**** RECORDS SHOWN
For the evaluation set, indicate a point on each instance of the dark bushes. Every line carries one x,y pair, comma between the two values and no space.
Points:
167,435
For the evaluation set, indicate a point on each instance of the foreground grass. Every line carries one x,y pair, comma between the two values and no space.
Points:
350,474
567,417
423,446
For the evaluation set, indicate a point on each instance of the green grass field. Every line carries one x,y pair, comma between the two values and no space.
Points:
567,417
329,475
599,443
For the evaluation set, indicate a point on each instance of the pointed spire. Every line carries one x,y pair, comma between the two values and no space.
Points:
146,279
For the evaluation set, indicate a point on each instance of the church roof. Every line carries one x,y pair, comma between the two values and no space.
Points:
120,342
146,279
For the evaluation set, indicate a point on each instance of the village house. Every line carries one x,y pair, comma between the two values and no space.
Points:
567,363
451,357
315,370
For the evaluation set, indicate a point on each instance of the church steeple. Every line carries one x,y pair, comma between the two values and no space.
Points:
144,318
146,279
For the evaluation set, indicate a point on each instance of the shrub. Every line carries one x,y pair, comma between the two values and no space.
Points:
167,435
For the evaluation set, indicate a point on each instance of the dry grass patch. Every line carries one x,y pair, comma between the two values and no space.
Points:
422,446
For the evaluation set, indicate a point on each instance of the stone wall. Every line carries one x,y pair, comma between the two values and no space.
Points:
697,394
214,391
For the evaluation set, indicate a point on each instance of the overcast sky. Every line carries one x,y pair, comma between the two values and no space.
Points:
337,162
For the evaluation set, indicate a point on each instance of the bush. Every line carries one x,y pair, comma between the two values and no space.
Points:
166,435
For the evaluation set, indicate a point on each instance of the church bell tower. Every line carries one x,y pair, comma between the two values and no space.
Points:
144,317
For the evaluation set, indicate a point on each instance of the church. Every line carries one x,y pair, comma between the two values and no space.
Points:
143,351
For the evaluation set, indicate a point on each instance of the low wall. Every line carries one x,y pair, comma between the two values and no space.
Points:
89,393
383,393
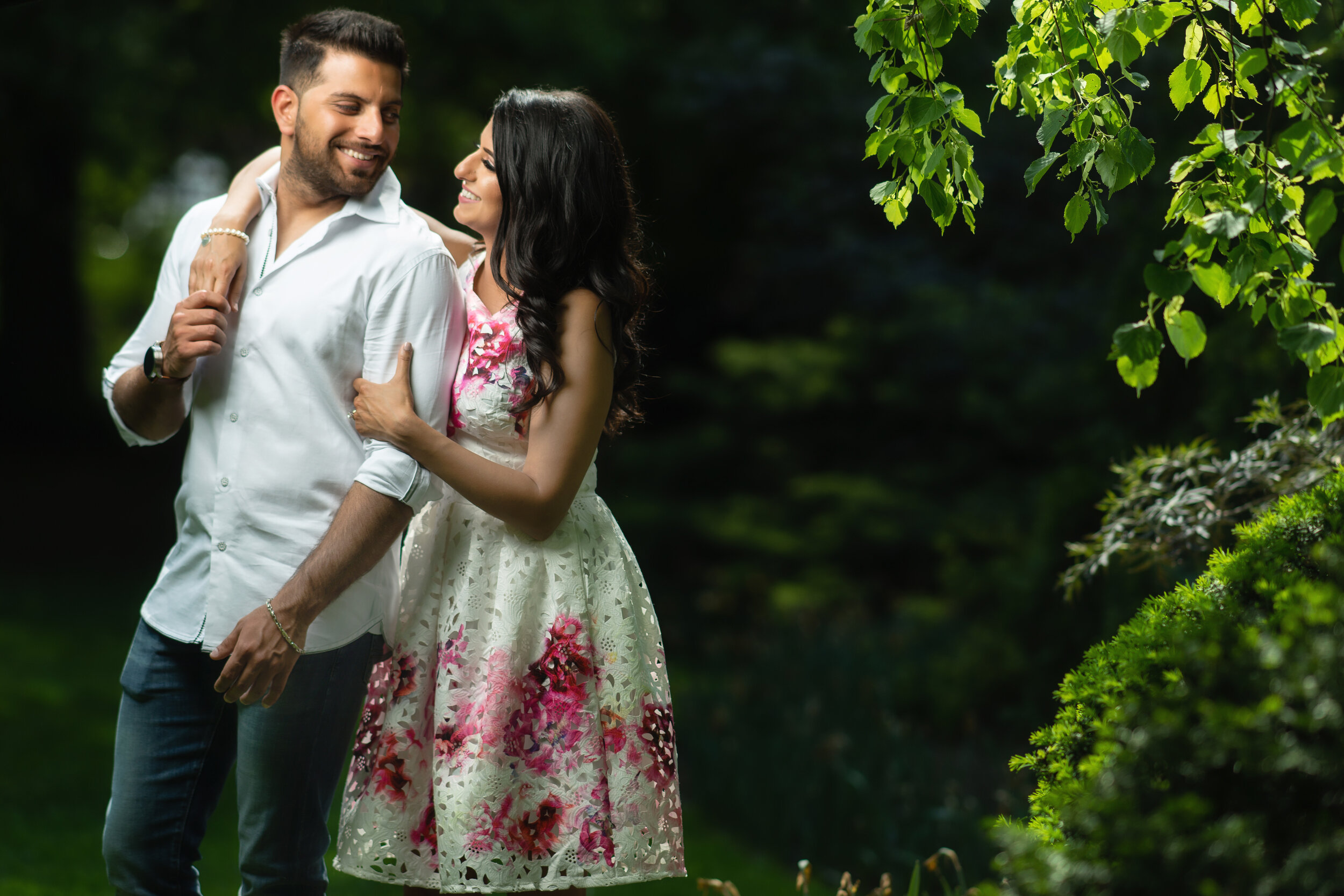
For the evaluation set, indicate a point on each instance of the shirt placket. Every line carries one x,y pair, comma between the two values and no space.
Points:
229,475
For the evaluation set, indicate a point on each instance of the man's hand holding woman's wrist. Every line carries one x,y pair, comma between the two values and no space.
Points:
198,328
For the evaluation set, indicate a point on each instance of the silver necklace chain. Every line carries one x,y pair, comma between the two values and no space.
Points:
265,259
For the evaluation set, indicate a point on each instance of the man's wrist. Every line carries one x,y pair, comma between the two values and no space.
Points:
412,436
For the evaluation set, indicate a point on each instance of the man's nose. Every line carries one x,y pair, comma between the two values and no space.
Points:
370,127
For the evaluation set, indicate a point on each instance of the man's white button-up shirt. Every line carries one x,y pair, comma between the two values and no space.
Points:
272,453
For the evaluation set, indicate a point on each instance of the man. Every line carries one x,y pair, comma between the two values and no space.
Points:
285,519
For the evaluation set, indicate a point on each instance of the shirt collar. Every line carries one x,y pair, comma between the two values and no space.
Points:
380,205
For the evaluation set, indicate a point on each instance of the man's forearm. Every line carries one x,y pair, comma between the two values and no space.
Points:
366,524
151,410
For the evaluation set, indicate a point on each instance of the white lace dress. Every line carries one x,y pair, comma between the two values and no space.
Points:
520,735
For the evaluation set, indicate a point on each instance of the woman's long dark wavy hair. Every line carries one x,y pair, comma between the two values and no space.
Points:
568,222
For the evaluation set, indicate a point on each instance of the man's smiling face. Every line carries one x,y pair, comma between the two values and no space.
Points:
348,125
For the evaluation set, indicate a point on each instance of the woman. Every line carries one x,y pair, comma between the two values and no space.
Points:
520,736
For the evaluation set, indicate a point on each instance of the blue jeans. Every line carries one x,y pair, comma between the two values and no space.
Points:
176,741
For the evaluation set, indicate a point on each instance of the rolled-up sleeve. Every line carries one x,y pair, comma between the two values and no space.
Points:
154,326
414,310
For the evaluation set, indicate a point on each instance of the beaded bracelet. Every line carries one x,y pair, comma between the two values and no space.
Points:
284,634
224,232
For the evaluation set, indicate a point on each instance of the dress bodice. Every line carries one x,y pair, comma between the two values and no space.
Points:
492,379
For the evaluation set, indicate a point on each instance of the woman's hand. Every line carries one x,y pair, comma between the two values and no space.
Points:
221,267
386,412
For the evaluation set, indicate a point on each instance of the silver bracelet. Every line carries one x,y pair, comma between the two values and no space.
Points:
224,232
284,634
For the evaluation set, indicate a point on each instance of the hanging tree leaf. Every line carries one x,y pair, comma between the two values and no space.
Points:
1252,202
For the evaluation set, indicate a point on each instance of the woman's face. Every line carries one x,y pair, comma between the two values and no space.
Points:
479,205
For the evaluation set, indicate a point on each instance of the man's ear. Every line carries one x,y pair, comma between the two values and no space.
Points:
284,104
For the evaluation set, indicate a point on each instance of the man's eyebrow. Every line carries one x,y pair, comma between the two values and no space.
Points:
355,96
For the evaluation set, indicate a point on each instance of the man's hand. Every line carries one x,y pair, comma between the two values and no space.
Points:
198,328
260,658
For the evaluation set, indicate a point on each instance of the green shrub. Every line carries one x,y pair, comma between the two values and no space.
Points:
1202,749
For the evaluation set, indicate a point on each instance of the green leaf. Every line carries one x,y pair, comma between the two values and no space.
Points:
1304,339
968,119
1249,14
1252,62
1216,283
878,108
1320,216
923,111
1124,47
1113,168
1138,375
1076,216
1217,96
1299,14
1194,41
934,162
1326,393
1050,125
1036,170
1138,80
885,191
940,20
940,203
1227,225
896,213
1139,342
1166,281
1187,81
1187,334
1138,149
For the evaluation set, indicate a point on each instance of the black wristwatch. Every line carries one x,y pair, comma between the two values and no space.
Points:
155,364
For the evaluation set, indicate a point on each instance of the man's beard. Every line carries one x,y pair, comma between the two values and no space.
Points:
315,166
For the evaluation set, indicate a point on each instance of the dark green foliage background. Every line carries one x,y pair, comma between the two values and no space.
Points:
864,450
1199,750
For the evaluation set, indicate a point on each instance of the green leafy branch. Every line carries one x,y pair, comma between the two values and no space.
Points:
918,125
1248,230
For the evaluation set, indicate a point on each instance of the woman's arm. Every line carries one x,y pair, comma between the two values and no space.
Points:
221,265
459,243
562,434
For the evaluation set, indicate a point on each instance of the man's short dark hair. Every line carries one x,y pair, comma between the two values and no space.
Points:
304,45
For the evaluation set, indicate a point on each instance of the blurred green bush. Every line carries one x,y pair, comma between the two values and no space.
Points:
1202,749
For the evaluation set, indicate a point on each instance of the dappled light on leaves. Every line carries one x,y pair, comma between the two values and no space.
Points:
1249,202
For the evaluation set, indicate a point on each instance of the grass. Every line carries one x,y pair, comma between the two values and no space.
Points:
62,642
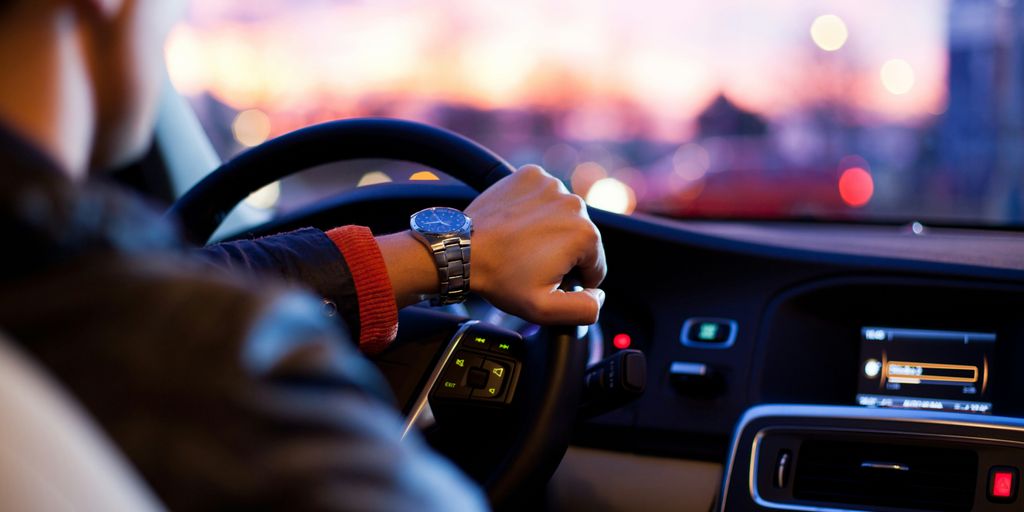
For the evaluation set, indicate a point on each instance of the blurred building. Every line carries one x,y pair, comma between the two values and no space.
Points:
981,130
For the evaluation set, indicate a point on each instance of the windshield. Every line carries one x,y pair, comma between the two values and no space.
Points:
860,110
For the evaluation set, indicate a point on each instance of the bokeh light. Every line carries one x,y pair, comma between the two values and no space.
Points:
266,198
251,127
897,76
424,176
611,195
828,32
856,186
585,175
691,162
373,178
********
### [JOB]
Images do not belong in the copy; reproduce all other parts of the records above verbatim.

### [SOLUTION TO THIS PROBLEM]
For the evaluation set, indicate a point on each instance of the dark bushes. Every line carries one x,y pair, comma between the two values and no space.
Points:
167,435
For the evaluation set, indicate a point on each instance of the foreground grass. Every line carries one x,y pair, comma between the two values and no space.
Points:
350,474
567,417
423,446
For the evaluation set, indicate a point on each instance of the green grass field. Every line carries one x,y pair, comma between the two values and no space.
Points:
567,417
329,475
599,443
For the evaluation set, indicate a point on each instance of the pointed spire. Every line carries one x,y pair, comma between the two values and no space.
Points:
146,279
For the evaluation set, indicate a point on each instance of the church roof. Every line carries one x,y pair, comma between the two values and no space.
Points:
120,342
146,279
For the evaluation set, indicate a point on each instance of the village house. Every line carries one x,y pair, comma between the two values and no space.
Points:
567,363
451,357
315,370
For the evaluation set, indicate a point on each instance of the church steeple. Every line carries one x,y pair, comma between the two values and no space.
Points:
144,318
146,279
For the evaluation set, indicate a point on each instance of the shrub. Every line carries one x,y pair, comma between the two values and no space.
Points:
167,435
For the evaluation set, indicate a point on each instance of the dry grass patch. Every line carries one x,y pair, comma between the two values and no space.
Points:
422,446
For the evaluation set, indicate a point on each instance of the stone wall. Every line carries one x,y pair, comma between the two values and no space.
Points:
697,394
214,391
For the evaluation set, indicate a point on each instance of the overcast sky. Every line carries one x,y pair, comma between the two values and no space.
Points:
337,162
For the evaluation set, indicate a point on each instance of the bush. Every line carries one x,y pair, comma between the two values and no space.
Points:
166,435
For the evaluation set, indicate a point on each instance of the church bell tower. Every line carries one x,y pair, comma between the two values and no space.
Points:
144,317
For the evaluation set, indicate a point on each instance of the church. Every line carries one x,y pair, comma between the two values and no space.
Points:
143,351
For the evaluation set, indicate a point on each instance of the low wall. Every line carries one x,y pair, comma between the two values and no space.
Points:
89,393
383,393
For the evaluation set, indicate a point on each instance of the shirt placket. Every line carries one x,y pair, comma between the two values and no space.
Points:
229,475
For the evaluation set, indicate a point on each instance of the man's hand holding woman's wrist. Every line carries one x,y pair, comma between the two values and no space.
Points:
198,328
For the evaluation set, indicate a point on each instance of the silver necklace chain. Every line carries one x,y pair, comma between the two values and no space.
Points:
265,259
For the evaluation set, indicate a point on each instance of the man's wrist. Every line carries one x,y pair, comma between the two values and no space.
Points:
412,436
For the evaluation set, indicate a point on each instance of the man's nose. Every line carries one x,y pair, comma between the two values and no space.
Points:
370,127
For the evaluation set, indicate a point on each instance of the man's white button-up shirt. Every line carries one x,y pair, comma between the two values and no space.
Points:
272,453
For the evaluation set, indicate a point on each instance of the man. Every line carries one x,y pair, comma between the two values and no space.
Points:
285,519
For the evaluation set, indicate a point on each instance of the shirt collar. Every line carries one x,y pair, comma between the two values and no space.
Points:
380,205
For the evaluation set, indicate a point on each instance of the man's forearm. Every line carries one x,y pair, comma between the two values and no space.
Points:
366,524
151,410
For the evaluation set, indicate a point on each instance of the white lace dress. Every line carries one x,y pair, comma between the two values and no space.
Points:
520,735
For the evaluation set, indicate a point on each instance of the woman's long dark wavy hair. Every line carries one x,y pair, comma between the two values and no space.
Points:
568,222
For the evaluation set, indicate a point on each instance of the man's smiling face. Every line carries one x,y pair, comma between the two values and no space.
Points:
348,125
For the evaluation set, indicate a point on each instance of the woman. Every line carries one x,y pair, comma between the two values and no space.
Points:
520,736
For the evaluation set, indicate a point on each instance of the blue jeans. Every line carries one x,y pair, comma between the two values and no space.
Points:
176,741
For the evaluation set, indicate a point on each instance of the rolled-up sleeve. Every line carries one x,y pair, comma between the two values and no space.
Points:
154,326
414,310
For the evaluation set, indicate a point on each instance of the beaded bracelet. Every line carries one x,y pair, comma between the two values and no space.
Points:
284,634
224,232
For the evaluation set, indicate a point on each instance of the dress bodice. Every line carries one x,y pair, comma between the two values and no space.
Points:
492,379
For the evaluation set, indicate a point on each instance of the woman's hand. Every line carries one x,y pair, comma between the two values and no space.
Points:
221,267
386,412
For the evaluation set, indicate a point on each instance of the silver bracelet. Every line carries one x,y pair, comma between the two values and no space.
Points:
224,232
284,634
For the evaluation set, indicate a point on each instance of the hanging tree leaf. Every line carries one x,y pair, comma between the two values and no space.
Points:
1252,202
For the evaluation set, indicate a point on each instance of the woman's face. Every line carries one x,y pair, comma between the two values and no space.
Points:
479,205
For the evaluation set, indicate a point on each instance of the man's ear. Every line carries one x,y pair, comma between the two values and no space.
Points:
284,104
For the evaluation set, indicate a point on each instance of the man's eyebrow. Every line carries one x,y pair, comma between the two values and no space.
Points:
355,96
For the evaluation set, indicate a point on each instance of the man's hand. Every line carries one x,y pair, comma between the two values and no space.
Points:
198,328
260,658
For the evaluation set, indicate a point on each instance of the green shrub. Every line carries one x,y pair, comma between the two values and no space.
Points:
1202,749
For the evaluation set, indicate a point on each instance of the green leaf. Every line carries one x,y pair, comma between the two values and no space.
Points:
1304,339
968,119
1249,14
1252,62
1216,283
878,108
1320,216
923,111
1124,47
1113,168
1138,375
1076,216
1217,96
1299,14
1194,41
934,162
1326,393
1050,125
1036,170
1138,80
885,191
940,20
940,203
1227,225
896,213
1139,342
1166,281
1187,81
1187,334
1138,149
For the evaluation set, indicate a point on each instance of the black wristwatch. Every line carries one x,y pair, comma between the two values and no space.
Points:
155,364
For the evaluation set, indicate a point on each instance of the man's beard. Every line carries one x,y pair, comma between the two values and no space.
Points:
315,166
For the evaluation set, indicate a point on each instance of the dark green foliage background. Every line carries one x,y pair, comma between the two values and no space.
Points:
864,450
1199,750
For the evaluation set, indicate a point on each instance of the green leafy branch. Every line carries one x,y pair, comma between the two values and no space.
Points:
918,125
1248,230
For the evaluation set, indicate a point on each instance of the woman's arm. Every line carries one x,y pair, comma between the two values and no space.
Points:
221,265
459,243
562,434
For the evaluation set, indicate a point on each instance of the man's short dark hair. Every line carries one x,y pair, comma between the two values and no space.
Points:
304,45
For the evaluation set, indicate a point on each instance of the blurred green bush. Every line carries one x,y pair, comma between the two values and no space.
Points:
1202,749
For the evaluation set, indicate a point on each instance of the dappled light on leaves. Every line carries one x,y pair, comma between the two values and no space.
Points:
1249,202
For the evaluation set, indicate a point on each instance of the grass. Every line carries one x,y pair, comma between the two values and no space.
Points:
62,642
For the evaluation set, indicate a point on each instance of the blurred building. Every line carries one x,y pair, comma between the two values and no space.
Points:
981,130
For the evaluation set, indicate a point on each instance of the windshield. Every line carries one x,y pair, comma between the two values and no space.
Points:
860,110
For the evaluation set, indicate a point on each instance of the bokeh light. Every line carries one x,y pair, comma between the two values and no space.
Points:
266,198
251,127
897,76
424,176
611,195
828,32
856,186
585,175
691,162
373,178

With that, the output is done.